# Text section
= Beginning of Section =

The European Bank for Reconstruction and Development (EBRD) is supporting the development of high-quality hospitals in Egypt and Morocco, teaming up with other international financial institutions (IFIs) to deliver funding under an Islamic finance structure, known as a Commodity Murabaha, that the Bank is using for the first time.
A financing facility worth a total of $125m will be used for investments by the Al Batterjia Medical SAE group to develop one greenfield general hospital in Alexandria, in Egypt, and another in Zenata, Casablanca, in Morocco.
The International Finance Corporation (IFC) led the structuring of the Commodity Murabaha financing, which comprises $20m from the EBRD, $25m from the OPEC Fund for International Development, $18.75m from the Finnish Fund for Industrial Cooperation, and $61.25m from the IFC itself and the IFC Managed Co-Lending Portfolio Programme (MCPP).

= End of Section =

# Given entries
= Beginning of Section =

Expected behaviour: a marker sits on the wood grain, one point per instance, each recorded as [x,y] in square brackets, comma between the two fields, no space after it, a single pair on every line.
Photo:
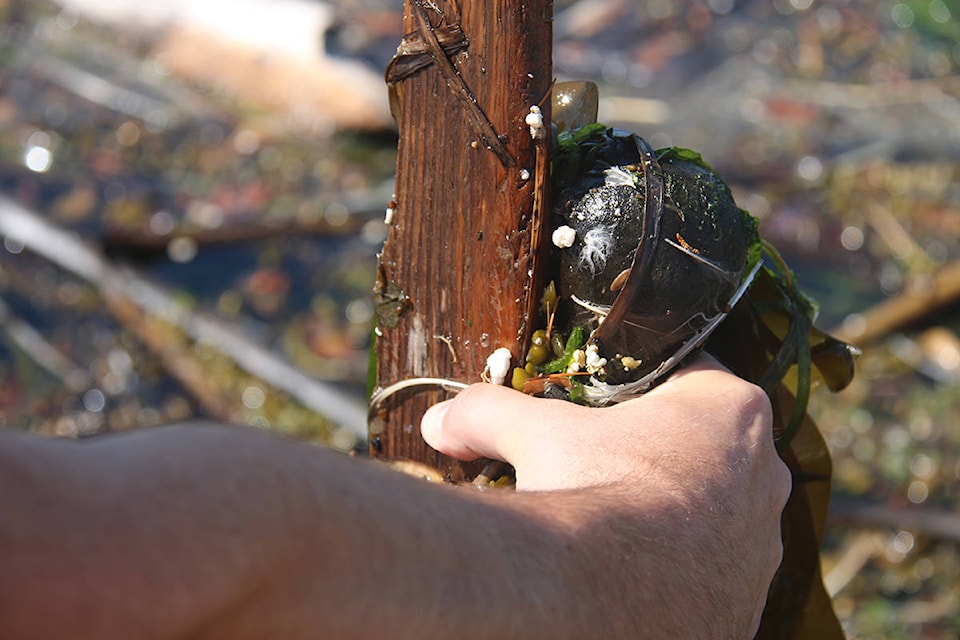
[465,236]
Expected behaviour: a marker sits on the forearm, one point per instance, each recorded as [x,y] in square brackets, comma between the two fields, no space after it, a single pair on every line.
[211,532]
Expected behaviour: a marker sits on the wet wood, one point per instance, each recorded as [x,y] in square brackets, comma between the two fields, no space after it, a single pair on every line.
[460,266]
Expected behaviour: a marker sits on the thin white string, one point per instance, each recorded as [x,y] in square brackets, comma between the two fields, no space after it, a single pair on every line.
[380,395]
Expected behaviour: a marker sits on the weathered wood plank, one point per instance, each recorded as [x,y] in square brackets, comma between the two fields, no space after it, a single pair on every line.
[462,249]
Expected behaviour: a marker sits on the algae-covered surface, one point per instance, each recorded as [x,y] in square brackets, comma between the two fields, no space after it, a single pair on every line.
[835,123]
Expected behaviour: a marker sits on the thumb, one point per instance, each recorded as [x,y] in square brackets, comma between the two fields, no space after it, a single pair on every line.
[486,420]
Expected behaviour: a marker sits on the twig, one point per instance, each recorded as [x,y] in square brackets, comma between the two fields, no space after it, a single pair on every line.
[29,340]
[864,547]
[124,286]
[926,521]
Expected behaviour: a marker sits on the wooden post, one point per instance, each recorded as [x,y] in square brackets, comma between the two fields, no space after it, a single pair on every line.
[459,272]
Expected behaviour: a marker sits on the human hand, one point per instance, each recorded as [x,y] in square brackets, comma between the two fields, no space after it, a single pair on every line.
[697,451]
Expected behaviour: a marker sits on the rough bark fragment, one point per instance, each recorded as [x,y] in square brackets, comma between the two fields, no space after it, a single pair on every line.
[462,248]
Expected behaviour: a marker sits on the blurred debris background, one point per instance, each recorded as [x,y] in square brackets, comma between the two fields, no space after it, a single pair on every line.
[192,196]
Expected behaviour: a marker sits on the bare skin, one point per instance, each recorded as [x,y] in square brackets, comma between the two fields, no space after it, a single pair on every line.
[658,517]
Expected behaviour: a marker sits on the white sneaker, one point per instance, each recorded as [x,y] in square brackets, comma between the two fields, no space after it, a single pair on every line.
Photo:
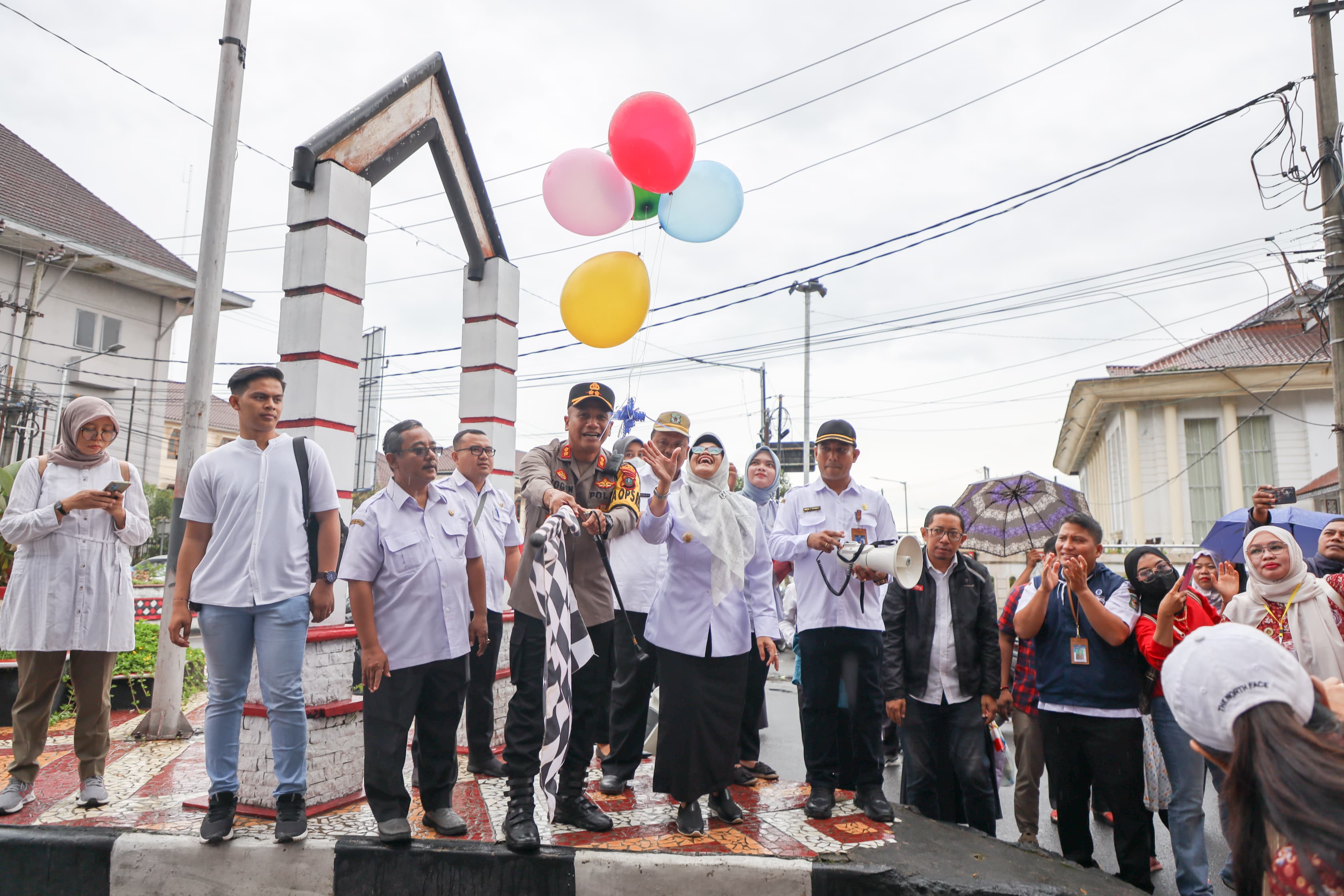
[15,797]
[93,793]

= End of Section =
= Beginning of Section =

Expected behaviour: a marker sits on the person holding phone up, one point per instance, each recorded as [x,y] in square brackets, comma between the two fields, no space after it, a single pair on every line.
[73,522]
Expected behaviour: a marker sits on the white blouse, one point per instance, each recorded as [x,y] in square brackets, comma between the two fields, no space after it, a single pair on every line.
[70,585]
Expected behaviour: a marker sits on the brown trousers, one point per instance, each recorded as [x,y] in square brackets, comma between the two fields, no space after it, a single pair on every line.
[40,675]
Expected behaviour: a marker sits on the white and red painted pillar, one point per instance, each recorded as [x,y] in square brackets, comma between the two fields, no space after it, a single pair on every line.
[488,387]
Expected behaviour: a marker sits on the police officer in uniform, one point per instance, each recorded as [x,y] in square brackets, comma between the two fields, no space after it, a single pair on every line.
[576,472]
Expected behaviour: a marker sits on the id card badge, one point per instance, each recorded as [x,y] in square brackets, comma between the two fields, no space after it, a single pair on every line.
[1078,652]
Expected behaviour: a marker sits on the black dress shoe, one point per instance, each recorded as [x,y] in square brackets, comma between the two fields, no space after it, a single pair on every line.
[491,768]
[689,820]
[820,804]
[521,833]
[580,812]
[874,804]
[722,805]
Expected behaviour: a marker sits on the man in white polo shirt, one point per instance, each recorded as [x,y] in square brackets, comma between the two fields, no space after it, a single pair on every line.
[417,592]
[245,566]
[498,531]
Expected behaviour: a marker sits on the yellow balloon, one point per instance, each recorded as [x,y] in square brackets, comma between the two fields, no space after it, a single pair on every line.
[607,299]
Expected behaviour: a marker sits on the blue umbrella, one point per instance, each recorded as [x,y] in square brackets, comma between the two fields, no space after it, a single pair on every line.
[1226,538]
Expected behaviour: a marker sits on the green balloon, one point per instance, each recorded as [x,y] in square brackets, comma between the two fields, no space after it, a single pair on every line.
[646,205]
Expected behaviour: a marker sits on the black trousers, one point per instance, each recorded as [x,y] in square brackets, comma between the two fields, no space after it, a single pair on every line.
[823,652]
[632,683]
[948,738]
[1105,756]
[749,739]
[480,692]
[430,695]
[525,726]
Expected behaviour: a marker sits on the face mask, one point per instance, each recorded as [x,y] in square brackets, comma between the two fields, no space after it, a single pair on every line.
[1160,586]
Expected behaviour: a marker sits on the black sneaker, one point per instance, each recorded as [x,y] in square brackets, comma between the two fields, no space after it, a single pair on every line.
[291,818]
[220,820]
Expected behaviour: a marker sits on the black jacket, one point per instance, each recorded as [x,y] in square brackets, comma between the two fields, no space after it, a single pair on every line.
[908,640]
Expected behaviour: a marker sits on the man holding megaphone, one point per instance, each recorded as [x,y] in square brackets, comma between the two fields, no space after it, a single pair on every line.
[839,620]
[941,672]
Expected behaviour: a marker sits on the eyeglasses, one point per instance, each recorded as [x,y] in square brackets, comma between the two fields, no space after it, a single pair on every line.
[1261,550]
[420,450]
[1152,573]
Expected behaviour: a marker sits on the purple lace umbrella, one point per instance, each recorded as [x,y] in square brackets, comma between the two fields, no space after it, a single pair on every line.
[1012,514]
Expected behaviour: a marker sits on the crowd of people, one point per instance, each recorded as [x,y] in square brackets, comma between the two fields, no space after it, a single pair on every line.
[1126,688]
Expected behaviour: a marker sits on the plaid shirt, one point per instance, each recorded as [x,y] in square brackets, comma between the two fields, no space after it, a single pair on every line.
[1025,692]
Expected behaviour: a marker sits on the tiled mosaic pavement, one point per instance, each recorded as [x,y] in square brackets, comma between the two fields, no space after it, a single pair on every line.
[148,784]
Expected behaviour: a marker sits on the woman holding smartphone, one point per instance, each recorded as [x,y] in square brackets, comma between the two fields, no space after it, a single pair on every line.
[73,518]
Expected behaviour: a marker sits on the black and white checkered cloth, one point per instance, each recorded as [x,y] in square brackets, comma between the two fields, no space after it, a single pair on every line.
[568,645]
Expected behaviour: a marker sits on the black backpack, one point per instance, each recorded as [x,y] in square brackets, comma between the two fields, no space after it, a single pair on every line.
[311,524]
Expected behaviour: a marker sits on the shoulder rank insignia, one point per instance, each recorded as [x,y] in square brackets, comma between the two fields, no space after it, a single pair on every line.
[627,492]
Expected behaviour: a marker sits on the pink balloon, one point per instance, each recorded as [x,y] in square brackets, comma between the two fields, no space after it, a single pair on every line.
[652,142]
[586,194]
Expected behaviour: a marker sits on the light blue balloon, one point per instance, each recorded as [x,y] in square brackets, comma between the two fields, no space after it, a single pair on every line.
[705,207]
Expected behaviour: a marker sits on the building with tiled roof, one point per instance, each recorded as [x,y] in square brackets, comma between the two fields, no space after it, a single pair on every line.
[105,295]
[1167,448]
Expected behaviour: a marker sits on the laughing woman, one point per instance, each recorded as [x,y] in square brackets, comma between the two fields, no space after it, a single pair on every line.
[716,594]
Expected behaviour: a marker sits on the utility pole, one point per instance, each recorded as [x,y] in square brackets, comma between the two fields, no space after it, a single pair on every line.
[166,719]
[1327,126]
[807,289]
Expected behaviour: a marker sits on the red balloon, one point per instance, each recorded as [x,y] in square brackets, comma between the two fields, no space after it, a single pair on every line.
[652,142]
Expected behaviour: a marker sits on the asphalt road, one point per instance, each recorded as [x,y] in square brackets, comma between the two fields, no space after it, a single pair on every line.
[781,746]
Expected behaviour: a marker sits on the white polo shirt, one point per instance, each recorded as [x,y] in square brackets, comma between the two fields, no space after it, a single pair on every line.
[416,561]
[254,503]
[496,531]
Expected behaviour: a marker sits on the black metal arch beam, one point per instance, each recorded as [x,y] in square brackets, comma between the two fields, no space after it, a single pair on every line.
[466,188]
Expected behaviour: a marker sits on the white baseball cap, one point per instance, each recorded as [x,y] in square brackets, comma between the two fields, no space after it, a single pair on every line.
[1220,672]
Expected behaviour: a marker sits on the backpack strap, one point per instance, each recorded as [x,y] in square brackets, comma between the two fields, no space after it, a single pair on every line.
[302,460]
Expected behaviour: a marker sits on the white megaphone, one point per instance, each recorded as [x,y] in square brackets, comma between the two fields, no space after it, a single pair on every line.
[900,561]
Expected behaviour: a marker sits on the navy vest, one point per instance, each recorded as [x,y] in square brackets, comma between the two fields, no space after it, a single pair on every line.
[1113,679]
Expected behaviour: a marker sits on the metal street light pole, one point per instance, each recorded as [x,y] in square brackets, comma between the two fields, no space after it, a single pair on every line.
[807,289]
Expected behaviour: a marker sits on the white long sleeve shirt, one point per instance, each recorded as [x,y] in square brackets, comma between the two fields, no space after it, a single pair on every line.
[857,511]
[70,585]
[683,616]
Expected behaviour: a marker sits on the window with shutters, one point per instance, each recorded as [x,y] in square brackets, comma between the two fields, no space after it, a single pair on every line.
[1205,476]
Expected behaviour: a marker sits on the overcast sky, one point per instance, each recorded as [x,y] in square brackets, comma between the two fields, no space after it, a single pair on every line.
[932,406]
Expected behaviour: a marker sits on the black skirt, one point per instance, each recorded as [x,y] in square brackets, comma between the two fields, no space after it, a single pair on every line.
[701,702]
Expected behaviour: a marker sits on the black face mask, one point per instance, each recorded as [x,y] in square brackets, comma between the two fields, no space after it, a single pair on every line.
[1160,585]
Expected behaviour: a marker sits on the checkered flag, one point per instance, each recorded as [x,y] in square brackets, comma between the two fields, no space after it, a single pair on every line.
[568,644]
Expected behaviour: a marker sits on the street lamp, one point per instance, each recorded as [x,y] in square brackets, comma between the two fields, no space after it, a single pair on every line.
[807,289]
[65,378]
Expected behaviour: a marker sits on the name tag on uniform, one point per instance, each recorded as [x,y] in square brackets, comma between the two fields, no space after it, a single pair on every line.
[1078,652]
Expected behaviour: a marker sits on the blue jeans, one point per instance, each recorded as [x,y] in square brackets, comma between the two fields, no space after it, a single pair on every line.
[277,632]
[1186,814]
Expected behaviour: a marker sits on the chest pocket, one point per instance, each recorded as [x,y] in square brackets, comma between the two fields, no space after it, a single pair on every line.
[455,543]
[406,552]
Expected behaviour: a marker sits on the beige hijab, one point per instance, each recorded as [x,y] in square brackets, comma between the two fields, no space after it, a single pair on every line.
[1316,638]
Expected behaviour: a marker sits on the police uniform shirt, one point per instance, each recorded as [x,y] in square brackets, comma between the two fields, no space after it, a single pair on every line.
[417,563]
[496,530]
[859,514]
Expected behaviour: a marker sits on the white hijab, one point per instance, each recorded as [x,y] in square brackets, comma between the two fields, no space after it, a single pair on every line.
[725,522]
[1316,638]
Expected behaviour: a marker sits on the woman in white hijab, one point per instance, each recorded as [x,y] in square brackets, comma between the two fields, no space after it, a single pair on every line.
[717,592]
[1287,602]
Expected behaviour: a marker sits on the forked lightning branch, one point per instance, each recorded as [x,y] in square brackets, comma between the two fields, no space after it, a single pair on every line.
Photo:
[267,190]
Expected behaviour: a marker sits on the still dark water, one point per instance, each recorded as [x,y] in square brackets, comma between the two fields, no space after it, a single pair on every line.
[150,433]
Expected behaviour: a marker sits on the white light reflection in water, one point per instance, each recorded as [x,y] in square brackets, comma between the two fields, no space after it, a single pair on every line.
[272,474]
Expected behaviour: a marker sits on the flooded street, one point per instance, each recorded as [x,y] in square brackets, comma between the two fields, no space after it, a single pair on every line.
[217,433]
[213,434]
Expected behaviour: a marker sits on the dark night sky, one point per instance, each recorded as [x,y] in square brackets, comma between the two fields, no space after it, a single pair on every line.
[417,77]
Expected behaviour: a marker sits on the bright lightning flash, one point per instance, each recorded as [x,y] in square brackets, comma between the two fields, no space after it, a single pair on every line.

= End of Section =

# Activities
A. In the text about hospital financing in Egypt and Morocco, which institution led the structuring of the Commodity Murabaha financing?
B. Carry on the text about hospital financing in Egypt and Morocco from its last sentence.
The rows have no connection to the text about hospital financing in Egypt and Morocco.

# Answers to the exercises
A. The International Finance Corporation (IFC).

B.
The project aims to improve the quality of hospital services in both Egypt and Morocco beyond the current standards. The facilities will benefit from internationally recognised certification, which is a rarity in these two countries.
Egypt and Morocco, like other economies in the Southern and Eastern Mediterranean (SEMED) region, suffer from a low -quality healthcare, against a backdrop of fast-growing populations.
In addition to raising the quality of available healthcare, the developers are also committed to delivering high standards of efficiency in the use of energy, water, and construction materials.
This is the first time the EBRD has used a Commodity Murabaha, which is just one of many financial products that are compliant with Islamic law.
A Murabaha transaction is a multilateral sale arrangement whereby the financier – equivalent to the lender –purchases existing commodities from a supplier and immediately resells them to its client – equivalent to the borrower – on terms that provide for deferred payment.
The deferred payment is calculated as the original purchase price of the commodity plus a premium to include the financier’s profit margin.
The EBRD started operating in the SEMED region in 2012 and to date has invested more than €11bn in 255 projects in Egypt, Jordan, Lebanon, Morocco, and Tunisia.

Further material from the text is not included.